╭─ Records for this task
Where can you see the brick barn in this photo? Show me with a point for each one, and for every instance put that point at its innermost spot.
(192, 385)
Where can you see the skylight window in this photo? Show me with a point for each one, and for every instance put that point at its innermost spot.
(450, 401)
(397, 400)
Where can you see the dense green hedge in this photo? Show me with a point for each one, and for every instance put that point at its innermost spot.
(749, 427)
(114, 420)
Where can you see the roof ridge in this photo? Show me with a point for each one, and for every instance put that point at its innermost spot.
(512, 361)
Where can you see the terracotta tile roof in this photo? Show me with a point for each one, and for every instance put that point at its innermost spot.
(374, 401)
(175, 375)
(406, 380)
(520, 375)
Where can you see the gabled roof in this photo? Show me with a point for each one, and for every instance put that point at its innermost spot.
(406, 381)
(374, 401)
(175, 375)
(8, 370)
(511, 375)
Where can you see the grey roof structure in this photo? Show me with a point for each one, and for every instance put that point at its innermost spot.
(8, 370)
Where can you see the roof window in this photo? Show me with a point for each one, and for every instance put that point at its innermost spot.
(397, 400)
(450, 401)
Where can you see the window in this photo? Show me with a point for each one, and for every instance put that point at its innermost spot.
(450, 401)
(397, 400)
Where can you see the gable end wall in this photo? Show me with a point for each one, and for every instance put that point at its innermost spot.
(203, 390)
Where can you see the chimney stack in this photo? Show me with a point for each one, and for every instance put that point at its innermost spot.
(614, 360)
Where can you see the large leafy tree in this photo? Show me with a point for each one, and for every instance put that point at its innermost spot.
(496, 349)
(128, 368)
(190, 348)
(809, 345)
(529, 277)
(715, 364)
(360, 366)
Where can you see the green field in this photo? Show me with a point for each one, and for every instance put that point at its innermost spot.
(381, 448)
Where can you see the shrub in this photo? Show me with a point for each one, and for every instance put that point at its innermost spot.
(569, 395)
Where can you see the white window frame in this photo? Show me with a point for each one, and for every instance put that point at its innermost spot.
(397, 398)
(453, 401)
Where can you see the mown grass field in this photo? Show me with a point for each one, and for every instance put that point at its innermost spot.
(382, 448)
╰─
### Given task
Exactly reproduce the lines from the one containing "Where can you see the shrub" through the end of the records, and only those lines.

### Solution to the exercise
Where can you see the shrub in this photo? Show me with a point for each one, and for every instance put that point at its innermost spot.
(569, 395)
Where can you see the white window frame in this photo? Show me with a point for each one, and for every instance put that point at its innermost spot.
(397, 398)
(453, 401)
Where can you see the mown grass field in this photo? Show me with a point for each one, and for every instance put that point at its innermost spot.
(382, 448)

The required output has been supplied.